*PROBLEM SET*:
[1] From the bee venom therapy article, reproduce word for word the part that opens with the words containing "In modern times, anecdotal" and closes with "distinctive burning pain.".
[2] Condense the paragraph of the bee venom therapy article that begins "Bee venom contains many different chemical compounds" into a short bulleted list that keeps its main facts.

Mind & Body

Bee Venom Therapy Is a Real Thing — But Is It Safe?

Bee stings are unpleasant, to say the least. For some, they can be life-threatening — up to 7.5 percent of people will experience a severe allergic reaction to insect stings in their lifetime. Whether or not you're allergic, you'd never intentionally sting yourself with bees ... right? Well, that's not the case for proponents of bee venom therapy.

The Sting That Changed Everything

People have been stinging themselves with bees for therapeutic purposes since the beginning of civilization. The ancient Egyptians, Chinese, and Greeks all left records of using bee venom to treat arthritis and joint pain, and even Hippocrates was a proponent of the treatment. But bee venom therapy remains controversial to this day, so definitely don't try this at home.

In modern times, anecdotal accounts show people using bee venom therapy to treat Lyme disease. Users either self-inject the bee venom by needle or, yes, actually sting themselves with live bees. But why?

Bee venom contains many different chemical compounds, but the most important one might be melittin. Honeybee venom is more than 50 percent melittin, which is the reason why bee stings are so painful. This compound activates a channel in the body's sensory neurons called TRPV1, which is usually there to sound the alarm when the body is exposed to high temperatures. That's right: Melittin tricks your body into thinking it's on fire. Jellyfish venom contains a similar chemical, which explains why their stings and bee stings both have a distinctive burning pain.

*INFORMATION*:
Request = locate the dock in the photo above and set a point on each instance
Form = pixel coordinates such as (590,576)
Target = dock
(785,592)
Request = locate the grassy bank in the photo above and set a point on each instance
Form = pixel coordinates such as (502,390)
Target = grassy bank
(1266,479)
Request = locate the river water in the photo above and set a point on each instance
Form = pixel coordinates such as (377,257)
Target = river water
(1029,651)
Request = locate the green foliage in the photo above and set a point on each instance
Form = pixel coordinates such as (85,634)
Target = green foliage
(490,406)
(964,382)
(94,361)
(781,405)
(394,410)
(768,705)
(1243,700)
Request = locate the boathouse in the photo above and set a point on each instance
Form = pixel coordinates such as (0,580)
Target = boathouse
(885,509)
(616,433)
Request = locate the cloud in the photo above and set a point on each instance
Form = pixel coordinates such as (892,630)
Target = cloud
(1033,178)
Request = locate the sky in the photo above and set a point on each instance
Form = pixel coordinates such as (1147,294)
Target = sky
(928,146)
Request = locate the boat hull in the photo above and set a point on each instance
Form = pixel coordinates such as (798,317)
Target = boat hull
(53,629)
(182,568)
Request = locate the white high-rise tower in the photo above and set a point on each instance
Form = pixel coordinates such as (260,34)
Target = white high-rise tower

*SOLUTION SET*:
[1]
In modern times, anecdotal accounts show people using bee venom therapy to treat Lyme disease. Users either self-inject the bee venom by needle or, yes, actually sting themselves with live bees. But why?

Bee venom contains many different chemical compounds, but the most important one might be melittin. Honeybee venom is more than 50 percent melittin, which is the reason why bee stings are so painful. This compound activates a channel in the body's sensory neurons called TRPV1, which is usually there to sound the alarm when the body is exposed to high temperatures. That's right: Melittin tricks your body into thinking it's on fire. Jellyfish venom contains a similar chemical, which explains why their stings and bee stings both have a distinctive burning pain.

[2]
- Bee venom contains many chemical compounds, and melittin may be the most important.
- Honeybee venom is more than 50 percent melittin, which is why bee stings are so painful.
- Melittin activates TRPV1, a channel in the body's sensory neurons that normally signals exposure to high temperatures, so the body thinks it is on fire.
- Jellyfish venom contains a similar chemical, so jellyfish stings and bee stings both cause a distinctive burning pain.